• _What the task requires_
Using the entries below, copy out all lines where "along" is found.
─── Information supplied ───
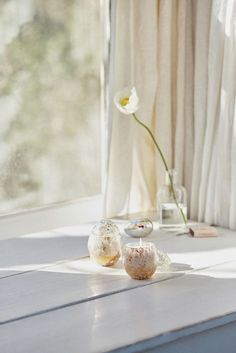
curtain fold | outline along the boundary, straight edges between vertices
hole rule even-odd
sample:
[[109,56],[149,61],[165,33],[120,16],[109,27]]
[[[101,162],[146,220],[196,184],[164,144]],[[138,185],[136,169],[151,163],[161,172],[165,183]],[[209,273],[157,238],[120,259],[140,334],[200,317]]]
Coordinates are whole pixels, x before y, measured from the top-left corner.
[[[188,192],[189,217],[236,229],[236,1],[118,0],[111,97],[135,85]],[[112,109],[106,216],[156,208],[164,168],[149,136]]]
[[196,2],[194,68],[194,155],[190,214],[198,219],[201,163],[206,129],[211,1]]
[[106,187],[108,217],[155,207],[154,147],[129,116],[113,105],[117,90],[134,85],[142,102],[139,116],[154,127],[157,88],[157,2],[116,1],[114,80],[111,88],[111,143]]

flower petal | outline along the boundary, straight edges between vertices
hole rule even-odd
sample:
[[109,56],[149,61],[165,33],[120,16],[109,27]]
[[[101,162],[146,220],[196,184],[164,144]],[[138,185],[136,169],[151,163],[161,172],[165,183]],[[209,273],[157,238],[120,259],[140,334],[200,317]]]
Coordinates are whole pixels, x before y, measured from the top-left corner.
[[[121,102],[127,101],[126,105]],[[135,87],[126,87],[122,91],[118,92],[114,97],[114,103],[119,111],[123,114],[133,114],[139,108],[139,97],[137,95]]]

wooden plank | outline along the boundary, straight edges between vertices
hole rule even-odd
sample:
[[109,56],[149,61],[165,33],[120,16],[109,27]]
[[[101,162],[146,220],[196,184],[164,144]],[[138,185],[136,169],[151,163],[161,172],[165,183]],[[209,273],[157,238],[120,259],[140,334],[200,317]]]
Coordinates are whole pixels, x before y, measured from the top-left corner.
[[[117,221],[123,242],[134,241],[124,235],[124,221]],[[88,255],[87,239],[93,224],[66,227],[0,240],[0,279],[5,276],[40,269],[56,261]],[[156,227],[156,224],[154,223]],[[236,256],[235,232],[219,228],[215,239],[193,239],[155,229],[145,241],[153,241],[167,252],[182,269],[196,269],[231,261]],[[210,255],[210,256],[209,256]],[[182,265],[181,265],[182,263]]]
[[127,276],[121,263],[116,268],[106,268],[89,258],[45,267],[1,281],[0,325],[180,275],[173,270],[149,281],[135,281]]
[[[65,261],[73,255],[81,257],[88,254],[88,238],[83,236],[85,233],[86,229],[73,227],[55,233],[39,233],[8,240],[5,257],[0,257],[4,270],[2,273],[6,275],[12,270],[22,273],[21,276],[1,279],[1,323],[144,285],[144,282],[129,279],[124,270],[96,267],[89,260]],[[236,247],[229,247],[229,244],[236,244],[232,234],[222,231],[216,239],[193,239],[157,231],[149,240],[152,239],[159,248],[168,251],[174,263],[172,272],[159,275],[157,280],[235,259]],[[123,236],[123,241],[132,239]],[[12,255],[8,259],[6,254],[10,247]],[[54,266],[58,260],[64,262]]]
[[84,236],[42,232],[0,240],[0,278],[88,256],[87,241],[86,232]]
[[[221,318],[211,323],[201,324],[199,325],[199,327],[201,327],[200,332],[191,333],[191,331],[197,331],[197,327],[191,330],[185,329],[182,337],[171,342],[166,342],[161,346],[155,346],[154,340],[152,340],[152,342],[143,342],[143,352],[146,352],[148,345],[151,347],[148,353],[235,353],[236,321],[233,320],[236,319],[236,315],[231,317],[230,320],[231,319],[232,322],[230,321],[228,323]],[[179,334],[178,332],[178,335]],[[141,352],[142,345],[139,345],[139,349],[139,352]],[[129,352],[132,352],[132,349],[130,349]]]
[[145,238],[156,243],[157,248],[168,253],[173,263],[186,269],[201,269],[236,259],[236,233],[218,228],[216,238],[193,238],[188,235],[176,236],[170,232],[155,230]]
[[235,278],[188,274],[5,324],[0,351],[147,351],[235,321],[235,292]]

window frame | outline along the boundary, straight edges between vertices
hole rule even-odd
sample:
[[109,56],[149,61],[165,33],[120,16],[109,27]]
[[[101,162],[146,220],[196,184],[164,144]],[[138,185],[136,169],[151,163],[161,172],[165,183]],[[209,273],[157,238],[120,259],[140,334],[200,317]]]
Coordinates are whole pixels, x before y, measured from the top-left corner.
[[72,201],[58,202],[0,215],[0,238],[73,226],[102,218],[108,161],[108,101],[111,0],[100,0],[101,30],[101,193]]

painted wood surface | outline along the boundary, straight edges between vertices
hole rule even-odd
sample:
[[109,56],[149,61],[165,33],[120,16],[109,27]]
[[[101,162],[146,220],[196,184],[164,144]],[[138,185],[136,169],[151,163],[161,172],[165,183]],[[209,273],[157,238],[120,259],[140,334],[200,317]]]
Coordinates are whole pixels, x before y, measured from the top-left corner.
[[[215,270],[223,275],[233,268],[235,263]],[[123,351],[136,352],[135,343],[142,347],[146,341],[147,349],[147,340],[159,346],[189,336],[189,328],[196,334],[234,322],[236,315],[229,314],[236,312],[235,293],[236,278],[196,271],[2,325],[0,351],[106,352],[128,347]]]
[[89,258],[48,266],[1,280],[0,325],[25,316],[90,301],[180,276],[160,273],[149,281],[130,279],[119,267],[94,265]]
[[146,240],[169,254],[171,272],[134,281],[119,265],[86,258],[90,228],[0,241],[0,352],[154,352],[167,344],[171,352],[176,339],[236,320],[235,232],[193,239],[155,230]]
[[76,235],[58,231],[0,240],[0,279],[43,268],[57,261],[88,256],[90,226]]

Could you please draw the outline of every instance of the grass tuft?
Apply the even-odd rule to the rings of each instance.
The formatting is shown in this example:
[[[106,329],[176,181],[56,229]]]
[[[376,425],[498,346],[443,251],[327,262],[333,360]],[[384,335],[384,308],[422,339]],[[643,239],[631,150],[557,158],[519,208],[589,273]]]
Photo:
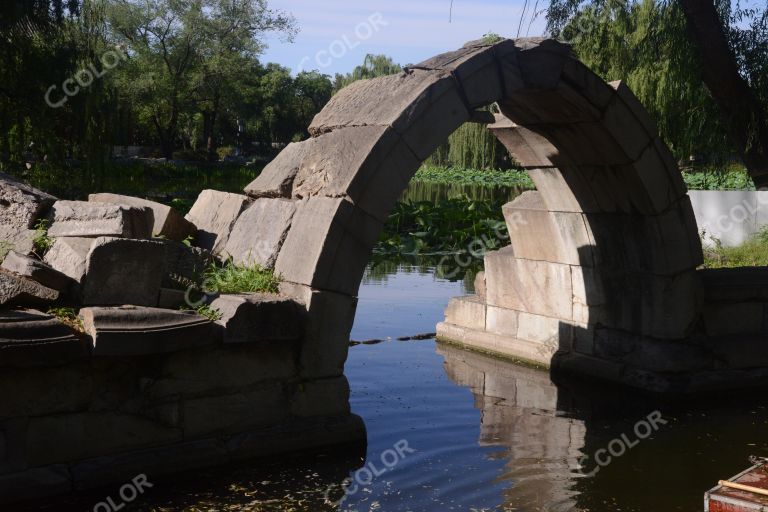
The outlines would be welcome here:
[[[53,247],[55,241],[55,238],[48,236],[48,221],[45,219],[38,220],[37,224],[35,224],[35,235],[32,238],[35,254],[42,259],[45,253]]]
[[[55,316],[61,323],[68,325],[78,332],[85,332],[83,321],[80,320],[80,317],[77,316],[77,311],[73,308],[52,307],[48,309],[48,314]]]
[[[716,238],[714,245],[704,247],[705,268],[768,266],[768,226],[737,247],[725,247]]]
[[[235,265],[229,260],[223,265],[208,267],[205,284],[219,293],[278,293],[280,278],[260,265]]]

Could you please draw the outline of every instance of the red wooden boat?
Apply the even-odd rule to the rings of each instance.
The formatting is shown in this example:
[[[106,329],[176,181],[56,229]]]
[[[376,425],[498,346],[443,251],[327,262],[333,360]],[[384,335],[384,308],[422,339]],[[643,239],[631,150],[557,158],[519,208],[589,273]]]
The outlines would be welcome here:
[[[704,495],[704,512],[768,512],[768,461],[762,461]]]

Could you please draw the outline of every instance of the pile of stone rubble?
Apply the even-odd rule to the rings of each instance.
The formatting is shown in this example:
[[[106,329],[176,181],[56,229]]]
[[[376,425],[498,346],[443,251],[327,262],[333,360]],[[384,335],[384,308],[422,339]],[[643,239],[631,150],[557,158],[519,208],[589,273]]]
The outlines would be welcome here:
[[[182,310],[201,304],[203,273],[250,204],[206,190],[185,218],[116,194],[58,200],[0,174],[0,366],[298,339],[302,308],[278,295],[214,295],[216,321]],[[82,329],[47,313],[60,307],[79,311]]]

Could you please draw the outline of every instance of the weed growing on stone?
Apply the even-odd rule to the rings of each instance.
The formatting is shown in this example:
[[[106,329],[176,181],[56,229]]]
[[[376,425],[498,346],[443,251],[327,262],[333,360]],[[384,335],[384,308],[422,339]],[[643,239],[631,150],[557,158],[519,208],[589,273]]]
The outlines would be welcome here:
[[[768,226],[736,247],[725,247],[719,240],[704,247],[705,268],[764,267],[768,266]]]
[[[207,318],[211,322],[215,322],[216,320],[221,320],[221,316],[222,316],[221,315],[221,311],[219,311],[218,309],[212,308],[208,304],[203,304],[202,306],[197,307],[197,308],[182,307],[181,309],[182,309],[182,311],[184,311],[184,310],[186,310],[186,311],[194,311],[198,315]]]
[[[0,261],[3,261],[8,253],[13,250],[14,245],[7,240],[0,240]]]
[[[48,221],[46,219],[38,220],[35,224],[35,234],[32,238],[35,253],[42,258],[53,247],[54,242],[55,239],[48,236]]]
[[[260,265],[213,264],[205,272],[206,288],[218,293],[278,293],[280,278]]]
[[[85,332],[83,321],[77,316],[77,310],[74,308],[52,307],[48,309],[48,314],[55,316],[61,323],[76,331]]]

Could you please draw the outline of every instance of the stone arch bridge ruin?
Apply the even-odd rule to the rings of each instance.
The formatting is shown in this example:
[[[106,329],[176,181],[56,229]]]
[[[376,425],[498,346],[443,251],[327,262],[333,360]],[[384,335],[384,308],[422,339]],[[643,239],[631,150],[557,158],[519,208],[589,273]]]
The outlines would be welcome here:
[[[482,109],[491,104],[500,114]],[[605,83],[553,40],[476,41],[353,83],[245,195],[200,195],[185,225],[196,243],[273,267],[279,295],[219,297],[217,322],[174,316],[163,293],[137,288],[128,300],[108,286],[109,270],[93,270],[99,258],[162,259],[159,242],[138,250],[120,231],[83,248],[60,230],[52,251],[82,256],[82,305],[96,307],[81,310],[88,336],[77,339],[42,313],[3,312],[0,388],[15,398],[0,405],[0,495],[364,439],[344,377],[358,287],[421,162],[470,121],[489,125],[536,191],[504,207],[511,243],[485,256],[476,295],[451,301],[440,338],[663,393],[767,381],[764,273],[698,269],[680,171],[626,85]],[[65,203],[56,215],[81,207]],[[152,208],[162,232],[170,214]],[[145,267],[126,268],[138,281]],[[11,295],[38,290],[9,275],[0,281],[16,283]]]

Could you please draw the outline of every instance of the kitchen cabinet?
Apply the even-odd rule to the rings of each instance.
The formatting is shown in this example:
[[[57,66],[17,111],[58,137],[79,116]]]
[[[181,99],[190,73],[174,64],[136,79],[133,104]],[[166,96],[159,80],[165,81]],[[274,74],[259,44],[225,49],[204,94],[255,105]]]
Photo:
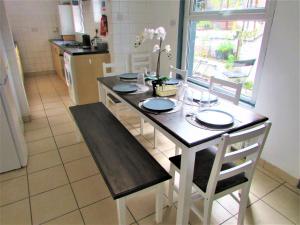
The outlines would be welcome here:
[[[70,96],[71,99],[76,105],[98,102],[97,78],[103,76],[103,63],[110,63],[110,55],[75,55],[70,57],[70,63],[69,93],[74,93],[74,96]]]
[[[63,51],[59,46],[53,43],[51,43],[51,51],[55,72],[57,76],[65,82]]]

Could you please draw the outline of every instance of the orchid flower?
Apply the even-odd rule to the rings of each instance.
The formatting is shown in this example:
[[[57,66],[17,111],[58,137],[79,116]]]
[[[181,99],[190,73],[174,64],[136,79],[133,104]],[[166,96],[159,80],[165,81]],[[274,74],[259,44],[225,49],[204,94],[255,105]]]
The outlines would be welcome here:
[[[163,27],[158,27],[158,28],[156,28],[156,30],[154,31],[154,35],[155,35],[155,37],[157,38],[157,40],[159,40],[159,39],[165,40],[167,33],[166,33],[165,28],[163,28]]]
[[[150,39],[152,40],[154,37],[154,29],[147,29],[145,28],[143,36],[145,39]]]
[[[167,53],[171,52],[171,46],[170,45],[166,45],[165,46],[165,50]]]
[[[157,51],[159,51],[159,45],[154,45],[153,46],[153,52],[157,52]]]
───
• _Output of the exercise_
curtain fold | outline along the boundary, straight edges between vertices
flower petal | outline along the boundary, straight edges between vertices
wooden plank | outline along the boundary, straight edges between vertices
window frame | outline along the boundary, straight edges between vertices
painted wood surface | outline along the boundary, straight edges between vertices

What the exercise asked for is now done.